Work instruction: Your task is to repeat the entries below exactly and to leave their images out.

Records provided:

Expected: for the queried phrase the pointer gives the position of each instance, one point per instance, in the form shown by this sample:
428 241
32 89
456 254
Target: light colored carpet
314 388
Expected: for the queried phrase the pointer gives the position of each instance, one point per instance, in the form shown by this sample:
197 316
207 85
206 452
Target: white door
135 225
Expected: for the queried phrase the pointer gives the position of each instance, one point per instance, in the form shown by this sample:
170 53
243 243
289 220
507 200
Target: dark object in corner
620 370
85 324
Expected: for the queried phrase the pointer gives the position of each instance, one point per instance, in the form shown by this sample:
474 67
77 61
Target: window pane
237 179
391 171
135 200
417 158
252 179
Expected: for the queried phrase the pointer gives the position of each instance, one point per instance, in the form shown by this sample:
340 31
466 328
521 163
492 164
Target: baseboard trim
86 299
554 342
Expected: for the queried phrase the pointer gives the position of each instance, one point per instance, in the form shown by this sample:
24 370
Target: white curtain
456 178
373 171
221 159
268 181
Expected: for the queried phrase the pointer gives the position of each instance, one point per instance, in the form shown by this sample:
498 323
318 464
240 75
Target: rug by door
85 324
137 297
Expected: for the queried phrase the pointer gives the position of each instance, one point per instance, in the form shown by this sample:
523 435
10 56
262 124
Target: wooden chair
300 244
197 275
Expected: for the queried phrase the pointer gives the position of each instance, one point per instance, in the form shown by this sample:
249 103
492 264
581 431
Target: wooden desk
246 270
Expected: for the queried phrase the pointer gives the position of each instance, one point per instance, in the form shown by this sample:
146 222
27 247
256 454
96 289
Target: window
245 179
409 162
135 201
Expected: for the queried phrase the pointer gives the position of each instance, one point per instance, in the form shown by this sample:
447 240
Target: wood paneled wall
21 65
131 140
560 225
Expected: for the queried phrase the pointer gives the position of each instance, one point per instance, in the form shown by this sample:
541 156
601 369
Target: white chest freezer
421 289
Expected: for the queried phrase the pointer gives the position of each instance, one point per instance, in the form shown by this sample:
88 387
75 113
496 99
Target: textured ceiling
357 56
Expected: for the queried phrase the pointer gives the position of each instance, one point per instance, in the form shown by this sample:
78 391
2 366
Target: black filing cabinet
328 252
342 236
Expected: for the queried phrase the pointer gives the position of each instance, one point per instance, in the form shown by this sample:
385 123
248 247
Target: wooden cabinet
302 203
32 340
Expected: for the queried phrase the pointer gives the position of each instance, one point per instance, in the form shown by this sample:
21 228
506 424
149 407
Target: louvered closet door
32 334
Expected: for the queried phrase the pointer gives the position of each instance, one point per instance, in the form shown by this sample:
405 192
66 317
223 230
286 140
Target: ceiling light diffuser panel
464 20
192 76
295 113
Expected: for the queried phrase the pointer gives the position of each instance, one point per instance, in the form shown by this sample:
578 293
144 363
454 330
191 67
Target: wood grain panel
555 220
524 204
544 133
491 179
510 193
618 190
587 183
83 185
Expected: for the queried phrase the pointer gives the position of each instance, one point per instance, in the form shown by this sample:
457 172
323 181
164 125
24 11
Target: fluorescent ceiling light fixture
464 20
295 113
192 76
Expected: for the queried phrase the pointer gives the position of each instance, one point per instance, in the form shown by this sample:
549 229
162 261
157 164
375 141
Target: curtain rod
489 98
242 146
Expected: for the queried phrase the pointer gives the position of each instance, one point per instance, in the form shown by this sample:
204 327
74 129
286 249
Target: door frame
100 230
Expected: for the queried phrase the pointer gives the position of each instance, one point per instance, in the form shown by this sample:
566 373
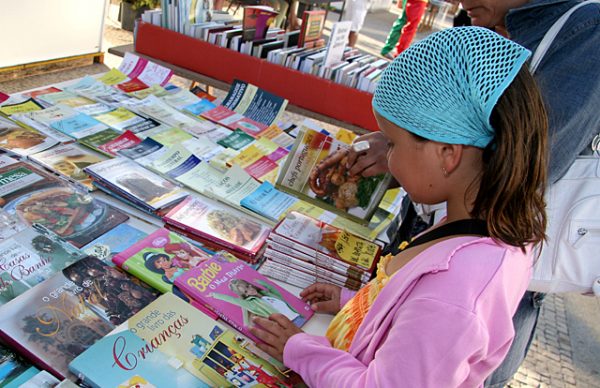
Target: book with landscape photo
57 320
238 293
160 258
35 196
31 256
316 171
220 224
170 343
69 160
114 241
136 183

Answer to this task:
Expected: for the queried phrase the pointer gives the position of each instance, one point per instance, in the form shown by this sample:
428 241
32 89
456 254
Target: light colored carpet
314 388
Expected: for the queried phrase the pointer gives the position of each instance, one point per instance, in the form shown by this sample:
197 316
207 85
206 452
Target: white door
135 225
Expected: for the queried phrase the pointer gives the position of each instance, one point per instance, in the form shown by this sample:
170 53
243 243
289 220
507 200
Target: dark object in corner
620 370
85 324
Expected: for the queried phrase the pointer gives the position of each instance, one point per instance, in the form shown by this sample:
474 67
77 61
Target: window pane
237 179
391 171
135 200
417 158
252 179
Expected: for the queried phrase the pointer gives the position of each instance, one point per instance, in the form shown by this sample:
340 31
466 328
521 163
492 164
Target: baseboard trim
86 299
554 342
Expected: for the queried phrase the pointer gives the position of each instance, one point per instance, in the form shown by this sample:
24 370
Target: white curtain
456 178
373 171
221 159
268 181
Expected: for the queried phrase the pointer gives the position of each instance, one point per instance, in the form shown by this sample:
498 323
318 464
240 75
Target: rug by door
85 324
137 297
Expected: for the queried phrase the pointer gives the position of each instance, one point per instance, in the form shown by this sample:
523 435
10 56
262 124
Target: wooden chair
300 244
197 275
Expected: for the queried phrase the pointer gives the position of each instance, one point per instance, in the form shown by this sample:
249 103
492 264
581 431
Target: wooden desk
246 270
Expected: for the queried phrase the pointer gives the position of each instance, one point per instance, in the form shown by this sample:
146 222
27 247
256 454
96 289
Target: window
245 179
409 162
135 201
Expected: for the queried phrase the pointer gives the position of each instance, one point per instance, in the form shown by this sample:
447 240
Target: wood paneled wall
21 65
131 140
560 225
Expected: for the queried phrase the pointer gives the position of each instance, one point per instance, in the form shown by this sample:
541 156
601 369
Target: white chest freezer
421 289
Expected: for the queried phrase the pointer gives the position of each instance, one point per instance, in the form shown by this sample:
88 387
75 113
496 99
Target: textured ceiling
357 56
Expected: for the queried phrase the pointer gives the position of each instance, one point per instance, in the form shown by this sample:
78 391
2 366
Target: black filing cabinet
328 252
342 236
Expected: for the queried phrase the pointer gives the position of each instance, one point per instance, in the form shown by this sample:
385 123
248 247
Target: wooden cabinet
302 203
32 340
Expected: for the queried phrase the pointer gives the position of each instance, one point per instance, in the form shown by this sample:
21 228
506 424
149 407
Target: louvered closet door
32 334
Expected: for the queried phrase the pointer gives the position of each instance, one point per instance, in the form shown by this sample:
405 192
66 317
223 230
286 140
Target: ceiling light diffuser panel
464 20
192 76
295 113
Expected: for the queried phrase the pointer gives the position of each instance, one point per instance, in the form shown by this sample:
578 293
144 363
454 330
191 67
Target: wood grain panel
555 220
524 204
544 133
491 179
510 193
618 190
587 183
83 185
Expected: for the queried phrase the pointer gives the position of each instance, one point per instance, in the form shown by this sample:
457 172
323 181
164 125
24 11
Target: fluorescent ceiling light fixture
464 20
295 113
192 76
Expected: for the queried phrase the pointer gives the position of each instance, one point per instance, in the form shown by this sample:
549 229
162 261
157 164
375 141
Target: curtain rod
489 98
242 146
Expected: for the queried phrase the pointer gives the position of each instance, one point per instance, in the form shown by this sample:
204 327
74 129
286 249
Target: door frame
100 230
Expected: for the queried phrase the pointer gives the position of each instance, one point per instance, in the form shown by this sample:
566 373
Target: book with landscape photo
57 320
238 293
160 258
35 196
31 256
316 171
220 224
170 343
69 160
114 241
136 183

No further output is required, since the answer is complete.